** Exercise prompt **
From the listing below, copy each line that contains the word "surface".
::: Provided records
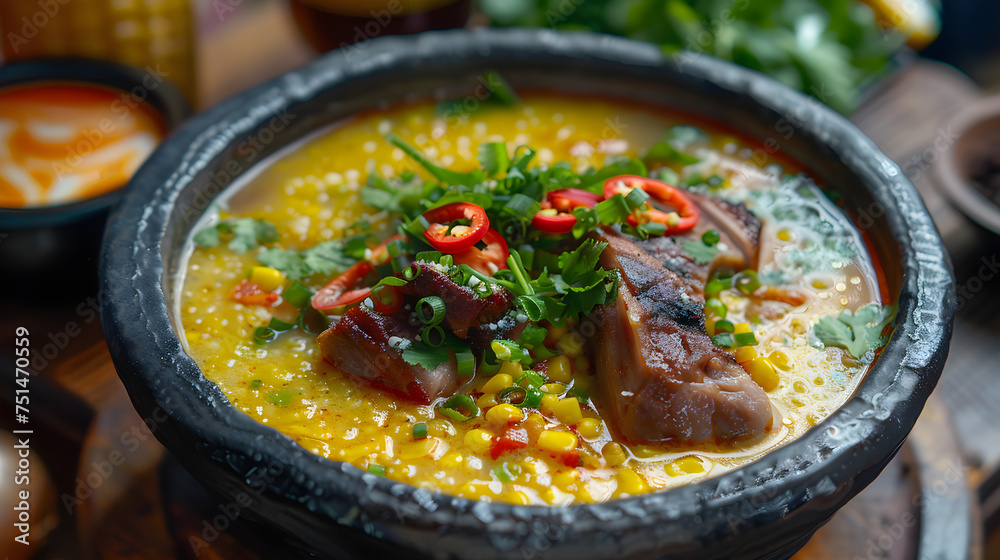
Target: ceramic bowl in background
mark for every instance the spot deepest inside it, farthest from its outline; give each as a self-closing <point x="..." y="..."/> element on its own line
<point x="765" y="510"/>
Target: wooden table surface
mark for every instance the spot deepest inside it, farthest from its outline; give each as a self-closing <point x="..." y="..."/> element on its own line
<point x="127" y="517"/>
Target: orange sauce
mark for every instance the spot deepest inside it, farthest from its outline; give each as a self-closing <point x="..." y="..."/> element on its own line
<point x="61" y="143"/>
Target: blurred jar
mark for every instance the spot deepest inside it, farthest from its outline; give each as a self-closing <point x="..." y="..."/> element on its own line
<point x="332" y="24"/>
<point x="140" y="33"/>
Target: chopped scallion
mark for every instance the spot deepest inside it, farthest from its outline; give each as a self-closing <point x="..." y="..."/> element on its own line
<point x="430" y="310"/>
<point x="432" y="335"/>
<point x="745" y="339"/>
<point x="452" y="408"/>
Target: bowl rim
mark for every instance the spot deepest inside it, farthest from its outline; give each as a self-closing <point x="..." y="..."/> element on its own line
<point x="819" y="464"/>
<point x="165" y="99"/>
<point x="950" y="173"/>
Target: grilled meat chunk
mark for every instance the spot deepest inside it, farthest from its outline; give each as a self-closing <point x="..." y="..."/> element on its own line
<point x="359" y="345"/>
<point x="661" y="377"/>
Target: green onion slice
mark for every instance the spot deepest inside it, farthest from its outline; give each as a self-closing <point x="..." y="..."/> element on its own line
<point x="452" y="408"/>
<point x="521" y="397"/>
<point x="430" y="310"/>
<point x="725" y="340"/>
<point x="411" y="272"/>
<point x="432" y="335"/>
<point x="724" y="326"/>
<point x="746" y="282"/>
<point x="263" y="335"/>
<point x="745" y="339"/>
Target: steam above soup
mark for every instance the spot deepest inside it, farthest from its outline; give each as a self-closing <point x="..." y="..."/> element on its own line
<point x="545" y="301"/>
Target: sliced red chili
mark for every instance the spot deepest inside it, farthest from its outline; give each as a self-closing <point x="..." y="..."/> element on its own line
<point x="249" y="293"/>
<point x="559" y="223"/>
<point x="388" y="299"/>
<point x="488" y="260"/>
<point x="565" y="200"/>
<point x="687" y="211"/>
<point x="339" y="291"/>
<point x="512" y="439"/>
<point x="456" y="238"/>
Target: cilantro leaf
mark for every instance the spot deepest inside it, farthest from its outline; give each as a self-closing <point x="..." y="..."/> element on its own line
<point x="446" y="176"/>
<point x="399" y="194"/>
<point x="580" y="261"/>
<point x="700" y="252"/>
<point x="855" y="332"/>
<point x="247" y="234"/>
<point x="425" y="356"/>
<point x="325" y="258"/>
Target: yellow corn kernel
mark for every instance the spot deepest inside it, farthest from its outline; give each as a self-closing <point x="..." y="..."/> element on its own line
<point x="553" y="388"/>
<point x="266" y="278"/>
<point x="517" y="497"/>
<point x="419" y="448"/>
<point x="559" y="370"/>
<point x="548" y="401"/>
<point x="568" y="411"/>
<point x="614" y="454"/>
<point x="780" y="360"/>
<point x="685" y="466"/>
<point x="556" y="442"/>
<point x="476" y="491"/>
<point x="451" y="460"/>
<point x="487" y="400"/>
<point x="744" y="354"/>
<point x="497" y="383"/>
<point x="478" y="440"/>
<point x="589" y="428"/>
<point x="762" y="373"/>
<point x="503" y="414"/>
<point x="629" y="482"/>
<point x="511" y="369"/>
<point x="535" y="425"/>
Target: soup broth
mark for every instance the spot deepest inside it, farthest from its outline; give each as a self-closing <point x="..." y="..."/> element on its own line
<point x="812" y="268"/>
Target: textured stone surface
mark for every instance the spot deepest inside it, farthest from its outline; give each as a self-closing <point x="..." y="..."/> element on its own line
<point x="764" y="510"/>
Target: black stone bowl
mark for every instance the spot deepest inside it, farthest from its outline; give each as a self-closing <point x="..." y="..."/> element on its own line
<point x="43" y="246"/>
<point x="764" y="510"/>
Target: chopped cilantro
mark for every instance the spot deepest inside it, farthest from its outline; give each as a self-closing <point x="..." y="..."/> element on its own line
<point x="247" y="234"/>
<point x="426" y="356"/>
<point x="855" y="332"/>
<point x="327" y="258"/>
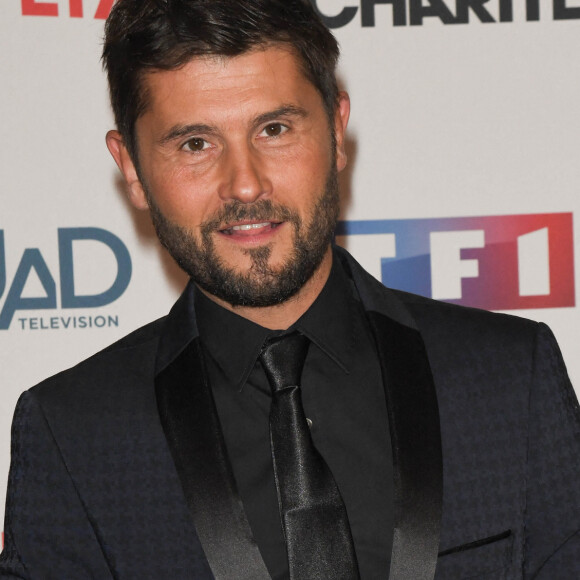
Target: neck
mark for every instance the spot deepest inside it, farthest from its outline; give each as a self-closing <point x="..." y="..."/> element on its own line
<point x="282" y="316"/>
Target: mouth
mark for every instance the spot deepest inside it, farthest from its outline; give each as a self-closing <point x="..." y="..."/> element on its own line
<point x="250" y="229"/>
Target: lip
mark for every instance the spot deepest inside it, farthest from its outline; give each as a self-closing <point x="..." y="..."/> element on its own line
::::::
** Response below **
Target: wooden table surface
Target: textured stone surface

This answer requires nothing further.